Aufgabe
Welcher Historiker hat laut dem Text zum Landesstreik unten 50 Jahre nach dem Streik den Mythos vom Umsturzversuch widerlegt?

Angezeigter Text
::::

Das Militär, namentlich General Ulrich Wille, das Bürgertum und die Bauern seien die Retter des Schweizer Bundesstaates. So will SVP-Vordenker Christoph Blocher des Landesstreiks gedenken, der vor bald 100 Jahren die Schweiz erschütterte.
Wenn er am 13. November zu einem Vortrag in Uster einlädt, geht es ihm einerseits darum, den damaligen Streikführer Robert Grimm als bolschewistischen Agitator abzukanzeln, ihn als «Erpresser» darzustellen, der 1918 den Umsturz herbeiführen wollte.
Dadurch wären Freiheit, Demokratie und Rechtsstaat akut gefährdet gewesen, so Blocher. Es geht ihm mit dieser Erzählweise andererseits darum, das historische Ereignis in ein rechtes Licht zu rücken. Er ficht damit die Auslegung der Linken und Gewerkschaften an, die den Landesstreik ebenfalls feiern, weil er angeblich den Beginn des Sozialstaates markiert.
Was gilt denn nun? Blochers Sicht entspricht ziemlich genau dem Eindruck konservativer Kreise kurz nach dem Streik: Die Schweiz habe unter direktem Einfluss der Bolschewisten gestanden, welche die Streikenden finanziell unterstützt hätten. Die Soldaten, die Bauern und eine Mehrheit des Volkes hätten den Untergang abgewandt. 50 Jahre nach dem Landesstreik konnte der Aargauer Historiker Willi Gautschi diesen Mythos des Umsturzversuches widerlegen.
Streikführer Grimm unterzeichnete zwar zusammen mit anderen Sozialisten – darunter Trotzki und Lenin – das Zimmerwalder Manifest. Dass Grimm eine Revolution nach russischem Vorbild plante, konnte aber widerlegt werden. Ein neues Buch, «Der Landesstreik» der Historiker Roman Rossfeld, Christian Koller und Brigitte Studer, zeichnet zudem nach, wie sich Teile der Arbeiterschaft schon Wochen nach dem Streik von den Revolutionsvorwürfen distanzierten, und auch davon, dass sie von «Bolschewiki» unterwandert seien.

::::

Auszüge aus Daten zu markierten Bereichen
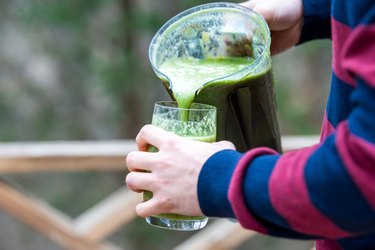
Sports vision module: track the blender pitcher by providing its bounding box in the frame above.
[149,2,281,152]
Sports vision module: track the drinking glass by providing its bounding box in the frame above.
[143,101,216,231]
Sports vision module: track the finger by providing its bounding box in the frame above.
[135,124,176,151]
[125,172,153,193]
[214,141,236,150]
[126,151,160,172]
[240,0,275,27]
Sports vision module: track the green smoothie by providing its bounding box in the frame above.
[147,103,216,220]
[159,57,254,111]
[160,57,281,152]
[143,135,216,220]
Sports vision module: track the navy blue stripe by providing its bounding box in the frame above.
[305,135,375,233]
[198,150,242,218]
[243,155,316,239]
[339,234,375,250]
[332,0,374,28]
[326,74,354,127]
[348,80,375,144]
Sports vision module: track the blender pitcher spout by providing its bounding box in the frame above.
[149,2,281,152]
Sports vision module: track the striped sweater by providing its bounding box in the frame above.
[198,0,375,250]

::::

Richtige Antwort
Der Aargauer Historiker Willi Gautschi.